What this task involves:
Format the records between the lines containing "bookmark, that would help a great deal." and "248 212 L 248", inclusive, as a two-column CSV with the header input,output and one row per record: the record's text under input and its answer under output. Quote each field and replace line breaks with spaces.

Extracted material:
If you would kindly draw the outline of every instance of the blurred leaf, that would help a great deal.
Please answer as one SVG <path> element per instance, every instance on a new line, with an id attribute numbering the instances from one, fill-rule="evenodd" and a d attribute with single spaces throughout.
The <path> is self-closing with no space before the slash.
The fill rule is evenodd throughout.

---

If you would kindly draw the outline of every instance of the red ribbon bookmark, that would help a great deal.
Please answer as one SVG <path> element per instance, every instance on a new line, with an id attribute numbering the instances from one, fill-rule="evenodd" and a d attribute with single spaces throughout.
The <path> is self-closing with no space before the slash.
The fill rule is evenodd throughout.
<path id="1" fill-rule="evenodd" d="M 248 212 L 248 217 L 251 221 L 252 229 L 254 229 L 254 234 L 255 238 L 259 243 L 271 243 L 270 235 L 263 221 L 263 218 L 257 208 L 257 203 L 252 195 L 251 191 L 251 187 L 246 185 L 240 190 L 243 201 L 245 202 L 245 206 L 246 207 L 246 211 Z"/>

Answer for the task:
input,output
"If you would kindly draw the outline of every instance of the red ribbon bookmark, that would help a great deal. Please answer as one SVG <path> element per instance, every instance on a new line, with an id attribute numbering the instances from one, fill-rule=""evenodd"" and a d attribute with single spaces throughout. The <path> is self-closing with no space before the slash. The fill rule is evenodd throughout.","<path id=""1"" fill-rule=""evenodd"" d=""M 248 212 L 248 217 L 251 221 L 252 229 L 254 229 L 254 234 L 255 238 L 259 243 L 271 243 L 270 235 L 263 221 L 263 218 L 257 208 L 257 203 L 252 195 L 251 191 L 251 187 L 246 185 L 240 190 L 243 201 L 245 202 L 245 206 L 246 207 L 246 211 Z""/>"